-- Start of RECORDS SUPPLIED --
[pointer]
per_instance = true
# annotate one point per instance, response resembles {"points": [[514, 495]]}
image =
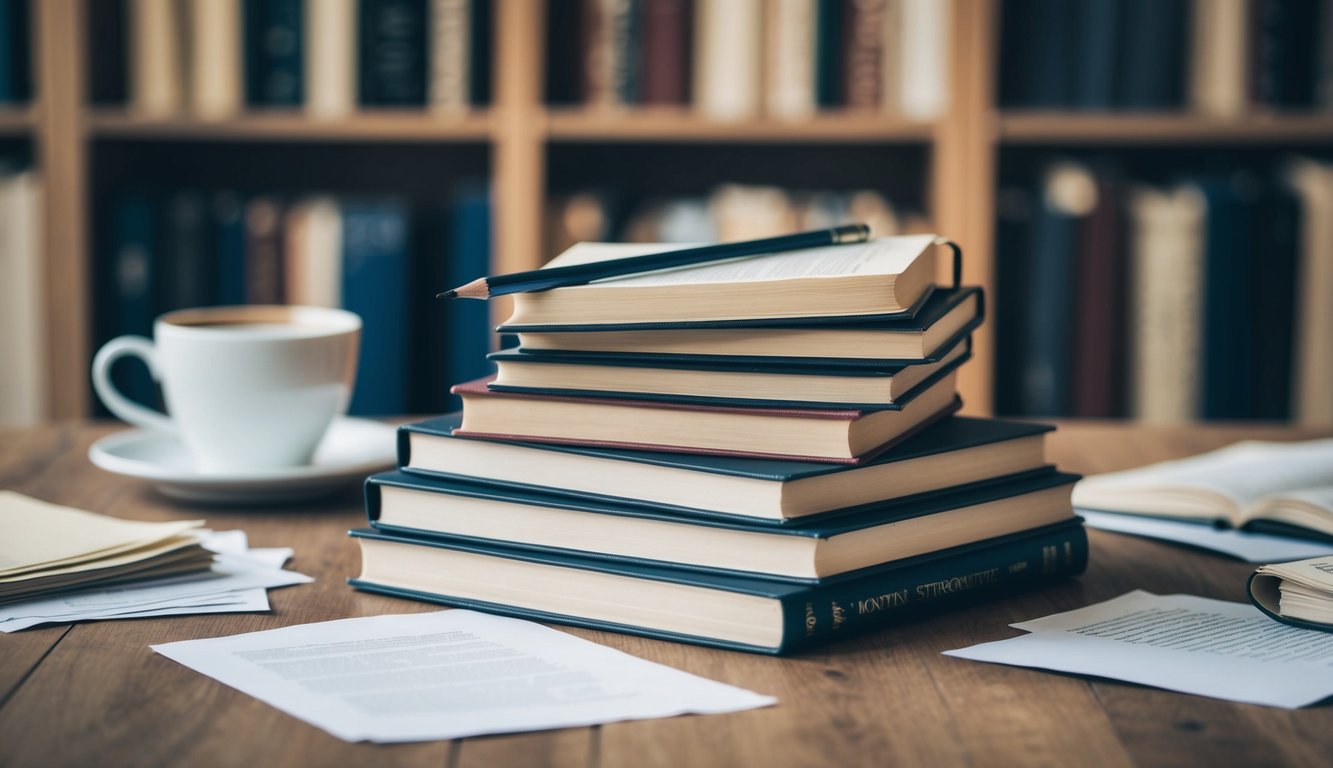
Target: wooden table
{"points": [[95, 694]]}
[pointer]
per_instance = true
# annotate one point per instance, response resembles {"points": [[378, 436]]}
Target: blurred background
{"points": [[1144, 187]]}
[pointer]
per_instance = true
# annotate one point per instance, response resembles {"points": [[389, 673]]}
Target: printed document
{"points": [[1179, 643], [448, 675]]}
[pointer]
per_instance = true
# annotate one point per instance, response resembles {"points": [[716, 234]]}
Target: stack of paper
{"points": [[95, 567]]}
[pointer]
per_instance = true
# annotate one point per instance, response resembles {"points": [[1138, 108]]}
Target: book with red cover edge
{"points": [[479, 390]]}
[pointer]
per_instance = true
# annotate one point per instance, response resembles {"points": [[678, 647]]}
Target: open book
{"points": [[1299, 594], [1272, 487]]}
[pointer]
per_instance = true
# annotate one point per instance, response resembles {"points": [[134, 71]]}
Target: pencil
{"points": [[580, 274]]}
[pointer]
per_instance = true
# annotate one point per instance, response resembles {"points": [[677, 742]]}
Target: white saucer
{"points": [[351, 450]]}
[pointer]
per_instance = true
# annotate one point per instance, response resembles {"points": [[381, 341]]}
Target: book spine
{"points": [[184, 272], [228, 223], [836, 611], [132, 272], [481, 34], [215, 58], [1097, 35], [468, 343], [451, 55], [863, 48], [728, 58], [924, 75], [393, 52], [331, 59], [789, 52], [273, 54], [665, 51], [375, 286], [263, 252], [156, 86]]}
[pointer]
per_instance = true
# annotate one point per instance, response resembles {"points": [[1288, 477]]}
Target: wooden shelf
{"points": [[684, 126], [1120, 128], [380, 126], [16, 122]]}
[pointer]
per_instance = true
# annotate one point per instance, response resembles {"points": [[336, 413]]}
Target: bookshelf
{"points": [[529, 150]]}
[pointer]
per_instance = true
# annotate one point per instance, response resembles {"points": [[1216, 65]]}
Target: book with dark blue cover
{"points": [[1152, 55], [133, 268], [376, 251], [185, 272], [544, 586], [392, 44], [1228, 296], [828, 54], [957, 450], [1096, 44], [275, 68], [228, 230], [485, 515]]}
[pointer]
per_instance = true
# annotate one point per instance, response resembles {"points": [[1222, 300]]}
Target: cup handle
{"points": [[117, 403]]}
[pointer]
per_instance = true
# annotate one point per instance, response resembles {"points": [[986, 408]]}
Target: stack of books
{"points": [[759, 454]]}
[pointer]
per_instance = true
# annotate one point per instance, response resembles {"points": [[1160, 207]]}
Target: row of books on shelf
{"points": [[737, 59], [1220, 58], [15, 52], [212, 59], [23, 396], [700, 483], [380, 258], [1207, 298], [727, 212]]}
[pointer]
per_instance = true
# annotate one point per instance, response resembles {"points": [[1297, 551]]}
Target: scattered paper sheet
{"points": [[1179, 643], [448, 675], [236, 583], [1243, 546]]}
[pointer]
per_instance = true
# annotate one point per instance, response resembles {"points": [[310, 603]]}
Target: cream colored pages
{"points": [[880, 256], [39, 535], [1212, 484]]}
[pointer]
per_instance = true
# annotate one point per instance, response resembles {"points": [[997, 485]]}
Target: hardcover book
{"points": [[847, 435], [789, 383], [945, 316], [955, 452], [816, 550], [744, 614], [881, 276]]}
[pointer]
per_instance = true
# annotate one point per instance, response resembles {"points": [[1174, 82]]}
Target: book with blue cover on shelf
{"points": [[376, 250], [947, 315], [725, 611], [953, 452], [788, 384], [815, 550], [275, 52]]}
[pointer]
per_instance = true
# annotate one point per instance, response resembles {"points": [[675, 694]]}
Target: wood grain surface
{"points": [[96, 695]]}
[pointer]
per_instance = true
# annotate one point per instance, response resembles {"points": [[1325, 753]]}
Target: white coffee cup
{"points": [[247, 388]]}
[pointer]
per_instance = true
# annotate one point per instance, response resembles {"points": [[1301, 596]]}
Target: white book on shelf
{"points": [[1219, 66], [331, 58], [1167, 263], [1312, 372], [23, 386], [789, 59], [312, 232], [156, 62], [451, 50], [924, 46], [728, 59], [215, 58]]}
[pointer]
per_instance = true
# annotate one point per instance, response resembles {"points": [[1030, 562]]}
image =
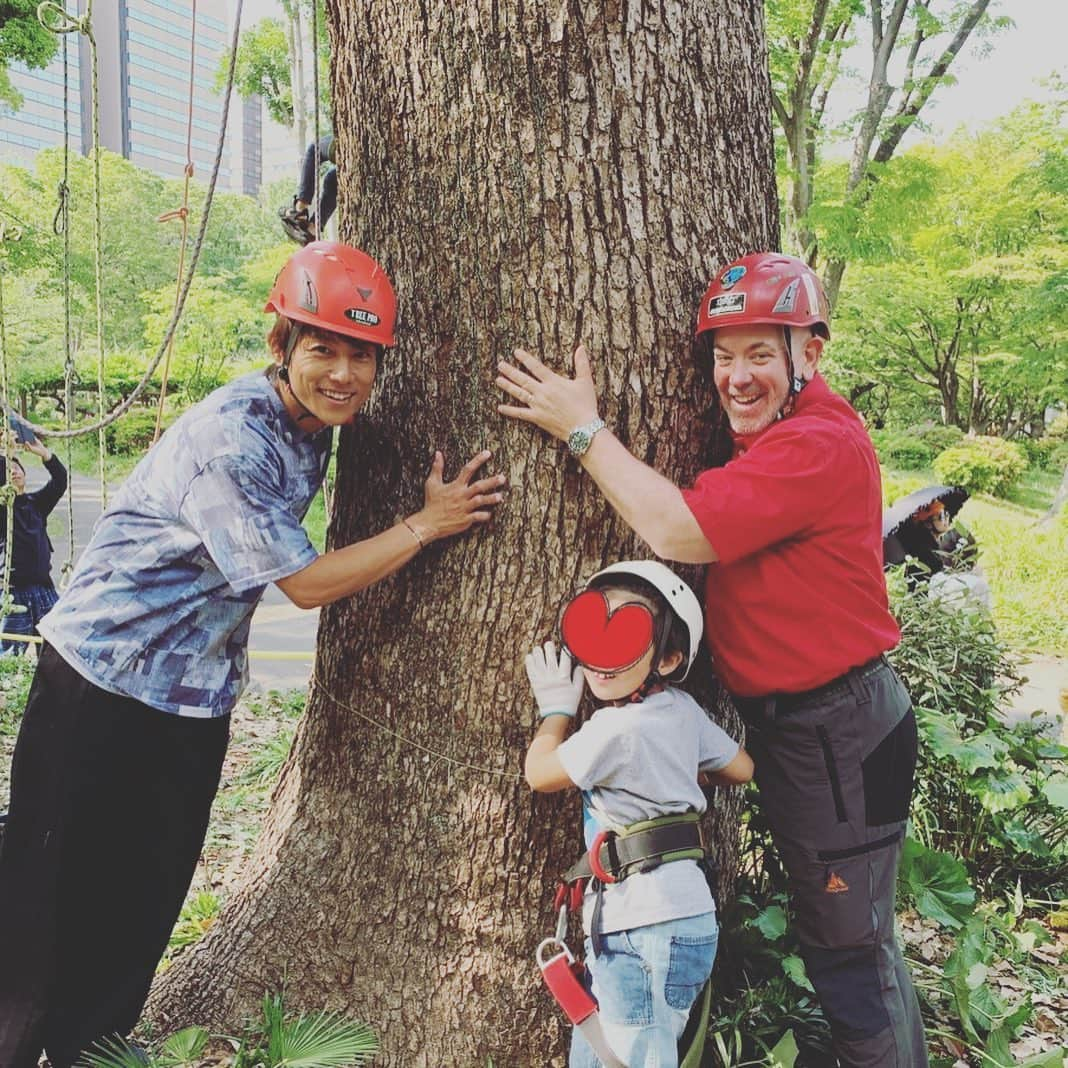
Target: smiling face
{"points": [[331, 376], [750, 370], [17, 476], [616, 686]]}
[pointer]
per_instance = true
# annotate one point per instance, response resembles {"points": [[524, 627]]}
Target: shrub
{"points": [[902, 449], [1040, 452], [941, 438], [982, 465], [134, 432], [895, 487], [991, 795]]}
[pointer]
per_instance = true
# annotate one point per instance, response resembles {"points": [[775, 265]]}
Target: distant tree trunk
{"points": [[531, 174]]}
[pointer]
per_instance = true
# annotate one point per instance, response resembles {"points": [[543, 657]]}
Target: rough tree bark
{"points": [[534, 174]]}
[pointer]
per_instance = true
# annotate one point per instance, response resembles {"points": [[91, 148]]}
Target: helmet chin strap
{"points": [[283, 372], [797, 382]]}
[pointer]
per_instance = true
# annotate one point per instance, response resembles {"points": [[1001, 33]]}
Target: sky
{"points": [[992, 84], [988, 85]]}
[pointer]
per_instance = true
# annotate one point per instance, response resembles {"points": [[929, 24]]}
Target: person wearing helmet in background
{"points": [[652, 932], [797, 619], [125, 729]]}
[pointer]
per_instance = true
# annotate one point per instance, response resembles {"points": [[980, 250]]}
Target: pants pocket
{"points": [[688, 968], [889, 771], [622, 983]]}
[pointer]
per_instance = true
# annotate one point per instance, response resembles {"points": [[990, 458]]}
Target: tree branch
{"points": [[912, 105]]}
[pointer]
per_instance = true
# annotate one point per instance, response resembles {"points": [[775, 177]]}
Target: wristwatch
{"points": [[581, 438]]}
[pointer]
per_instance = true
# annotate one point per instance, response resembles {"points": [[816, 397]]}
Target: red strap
{"points": [[595, 864], [561, 977]]}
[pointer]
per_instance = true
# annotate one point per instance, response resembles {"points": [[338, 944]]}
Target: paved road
{"points": [[278, 626]]}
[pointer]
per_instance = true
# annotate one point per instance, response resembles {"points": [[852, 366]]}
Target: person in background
{"points": [[304, 220], [31, 585]]}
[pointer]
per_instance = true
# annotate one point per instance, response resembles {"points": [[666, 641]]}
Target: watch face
{"points": [[578, 441]]}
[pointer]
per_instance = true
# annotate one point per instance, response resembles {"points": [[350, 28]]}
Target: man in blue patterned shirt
{"points": [[124, 734]]}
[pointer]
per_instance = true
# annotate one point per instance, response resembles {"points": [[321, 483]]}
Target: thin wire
{"points": [[62, 223], [8, 491], [121, 409], [183, 214], [316, 681]]}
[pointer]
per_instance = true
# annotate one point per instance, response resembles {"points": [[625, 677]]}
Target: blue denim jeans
{"points": [[645, 982]]}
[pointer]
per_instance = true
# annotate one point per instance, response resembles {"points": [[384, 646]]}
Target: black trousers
{"points": [[328, 183], [109, 809], [835, 768]]}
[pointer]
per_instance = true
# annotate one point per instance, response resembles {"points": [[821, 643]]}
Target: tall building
{"points": [[143, 59]]}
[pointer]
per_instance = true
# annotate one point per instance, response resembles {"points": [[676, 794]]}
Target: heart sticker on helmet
{"points": [[603, 640]]}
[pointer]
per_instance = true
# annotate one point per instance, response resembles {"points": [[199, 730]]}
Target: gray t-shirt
{"points": [[639, 762]]}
-- End of RECORDS SUPPLIED --
# REQUIRED WORK:
Repeat the material above verbatim. Leave the pictures behind.

# RESPONSE:
[pointer]
per_instance = true
# annotate one point per instance, response resembles {"points": [[514, 495]]}
image =
Target: wooden table
{"points": [[95, 694]]}
[pointer]
per_instance = true
# annotate one point per instance, response resembles {"points": [[378, 436]]}
Target: blurred background
{"points": [[1144, 187]]}
[pointer]
per_instance = true
# annotate one point per instance, response resembles {"points": [[389, 673]]}
Target: printed document
{"points": [[1179, 643], [448, 675]]}
[pointer]
per_instance = true
# annotate one point per instance, response resembles {"points": [[716, 234]]}
Target: stack of paper
{"points": [[95, 567]]}
[pointer]
per_instance = true
# annotate one point per instance, response resembles {"points": [[1138, 108]]}
Target: book with red cover edge
{"points": [[479, 390]]}
[pointer]
per_instance = true
# annotate one point per instance, response resembles {"points": [[678, 647]]}
Target: open book
{"points": [[1299, 594], [1272, 487]]}
[pointer]
per_instance = true
# annotate one point per instance, response resembles {"points": [[134, 71]]}
Target: pencil
{"points": [[580, 274]]}
[pointer]
per_instance = true
# annotate one point per instance, response resembles {"points": [[677, 742]]}
Target: white saucer
{"points": [[351, 450]]}
[pointer]
per_instance = true
# annotate one point per instance, response resembles {"points": [[381, 341]]}
Target: book spine
{"points": [[184, 272], [228, 223], [836, 611], [132, 272], [481, 34], [215, 58], [1097, 35], [468, 343], [451, 55], [863, 48], [728, 58], [924, 75], [393, 52], [331, 59], [789, 52], [273, 54], [665, 51], [375, 286], [263, 252], [156, 86]]}
[pointer]
per_instance = true
# annotate one point per instance, response resembles {"points": [[1288, 477]]}
Target: wooden shelf
{"points": [[684, 126], [1120, 128], [380, 126], [16, 122]]}
[pointer]
per_instance = true
# annotate one point per instance, response resembles {"points": [[336, 413]]}
Target: bookshelf
{"points": [[529, 150]]}
[pointer]
per_instance = true
# annotate one point per instance, response resembles {"points": [[1216, 65]]}
Target: book with dark blue cover
{"points": [[1152, 55], [133, 268], [376, 251], [185, 272], [544, 586], [392, 44], [1228, 296], [828, 54], [957, 450], [1096, 44], [275, 68], [228, 230], [485, 515]]}
[pointer]
per_instance = true
# annotate one point per instance, response resembles {"points": [[1222, 300]]}
Target: cup handle
{"points": [[117, 403]]}
[pointer]
per_instance = true
# annotate one point per instance, response resembles {"points": [[986, 408]]}
Target: stack of books
{"points": [[759, 454]]}
[pointer]
per_instance = true
# annotate one point per instance, response resembles {"points": [[1160, 207]]}
Target: row of books on shelf
{"points": [[737, 59], [1220, 58], [15, 52], [212, 59], [23, 396], [700, 483], [380, 258], [1207, 298], [727, 212]]}
[pointer]
per_instance = true
# annotate one point per instance, response resembles {"points": [[1297, 551]]}
Target: scattered paper sheet
{"points": [[1179, 643], [448, 675], [236, 583], [1243, 546]]}
[pointer]
per_instance = true
# annotate one point per instance, response resembles {"points": [[310, 603]]}
Target: cream colored pages
{"points": [[880, 256], [39, 535], [1212, 484]]}
[pointer]
per_instance = true
# annotate one point per instance, response resembles {"points": [[997, 485]]}
Target: hardcover book
{"points": [[847, 435], [789, 383], [945, 316], [955, 452], [816, 550], [744, 614], [881, 276]]}
[pointer]
per_instance = true
# annotate one point per instance, response resembles {"points": [[1174, 82]]}
Target: book with blue cover on shelf
{"points": [[376, 250], [947, 315], [725, 611], [953, 452], [788, 384], [815, 550], [275, 52]]}
[pointer]
per_instance = true
# annotate one point per instance, response resembles {"points": [[675, 694]]}
Target: wood grain surface
{"points": [[96, 695]]}
[pointer]
per_instance = true
# annotate one point per instance, response resembles {"points": [[1325, 753]]}
Target: white coffee cup
{"points": [[247, 388]]}
[pointer]
per_instance = true
# annotate one point per instance, response resembles {"points": [[1301, 596]]}
Target: white book on shelf
{"points": [[1219, 66], [331, 58], [1167, 263], [1312, 372], [23, 386], [789, 59], [312, 232], [156, 62], [451, 50], [924, 46], [728, 59], [215, 58]]}
[pointer]
per_instance = true
# annotate one point per instance, response resembles {"points": [[1030, 562]]}
image =
Target: smiling face
{"points": [[331, 376], [750, 370], [17, 476], [616, 686]]}
[pointer]
per_instance = true
# annotate one point per instance, response resembles {"points": [[524, 627]]}
Target: shrub
{"points": [[902, 449], [1040, 452], [941, 438], [982, 465], [134, 432], [895, 487], [991, 795]]}
[pointer]
per_instance = true
# annotate one point per instance, response resembles {"points": [[775, 265]]}
Target: distant tree trunk
{"points": [[531, 174]]}
[pointer]
per_instance = true
# annotate one point per instance, response resembles {"points": [[543, 657]]}
Target: rough tree bark
{"points": [[534, 174]]}
[pointer]
per_instance = true
# annotate one point per instance, response resembles {"points": [[91, 148]]}
Target: helmet chin strap
{"points": [[283, 372], [797, 382]]}
[pointer]
per_instance = true
# annotate one point per instance, response resembles {"points": [[1001, 33]]}
Target: sky
{"points": [[992, 84], [988, 85]]}
[pointer]
per_instance = true
# annotate one point per instance, response resembles {"points": [[929, 24]]}
Target: person wearing helmet in background
{"points": [[652, 932], [797, 619], [125, 729]]}
[pointer]
per_instance = true
# annotate one point per instance, response resembles {"points": [[980, 250]]}
Target: pants pocket
{"points": [[688, 968], [889, 771], [622, 983]]}
[pointer]
per_instance = true
# annotate one point per instance, response resembles {"points": [[990, 458]]}
Target: tree branch
{"points": [[912, 105]]}
[pointer]
per_instance = true
# annotate one point per instance, response resembles {"points": [[775, 177]]}
Target: wristwatch
{"points": [[581, 438]]}
[pointer]
per_instance = true
# annotate one point per instance, response resembles {"points": [[816, 397]]}
Target: red strap
{"points": [[595, 864], [561, 977]]}
[pointer]
per_instance = true
# annotate one point per instance, response resembles {"points": [[338, 944]]}
Target: paved road
{"points": [[278, 626]]}
[pointer]
per_instance = true
# annotate one point per instance, response resembles {"points": [[852, 366]]}
Target: person in background
{"points": [[304, 220], [31, 585]]}
[pointer]
per_instance = true
# annotate one point per instance, response resembles {"points": [[666, 641]]}
Target: watch face
{"points": [[578, 441]]}
[pointer]
per_instance = true
# annotate one point per instance, response resembles {"points": [[350, 28]]}
Target: man in blue patterned shirt
{"points": [[124, 734]]}
[pointer]
per_instance = true
# annotate one point per instance, response resembles {"points": [[321, 483]]}
Target: thin wire
{"points": [[62, 223], [8, 491], [121, 409], [183, 214], [316, 681]]}
[pointer]
per_instance = true
# annotate one point per instance, response resembles {"points": [[625, 677]]}
Target: blue denim jeans
{"points": [[645, 982]]}
[pointer]
per_instance = true
# annotate one point per instance, response resembles {"points": [[384, 646]]}
Target: black trousers
{"points": [[328, 183], [109, 809], [835, 768]]}
[pointer]
per_instance = true
# annotate one point per instance, response resembles {"points": [[821, 643]]}
Target: tall building
{"points": [[143, 59]]}
[pointer]
per_instance = true
# annotate one point per instance, response resembles {"points": [[676, 794]]}
Target: heart sticker on helmet
{"points": [[603, 640]]}
[pointer]
per_instance = true
# annotate one point per instance, response resembles {"points": [[199, 730]]}
Target: gray t-shirt
{"points": [[639, 762]]}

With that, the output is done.